> _Exercise aim_: Can you reproduce every one of the lines below word for word?
## start Dataset records
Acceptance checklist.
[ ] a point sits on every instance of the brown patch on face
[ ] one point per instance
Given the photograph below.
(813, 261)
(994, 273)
## end Dataset records
> _Result for this task_:
Acceptance checklist.
[ ] a point sits on every instance of the brown patch on face
[ ] one point per instance
Given the photograph below.
(813, 261)
(994, 273)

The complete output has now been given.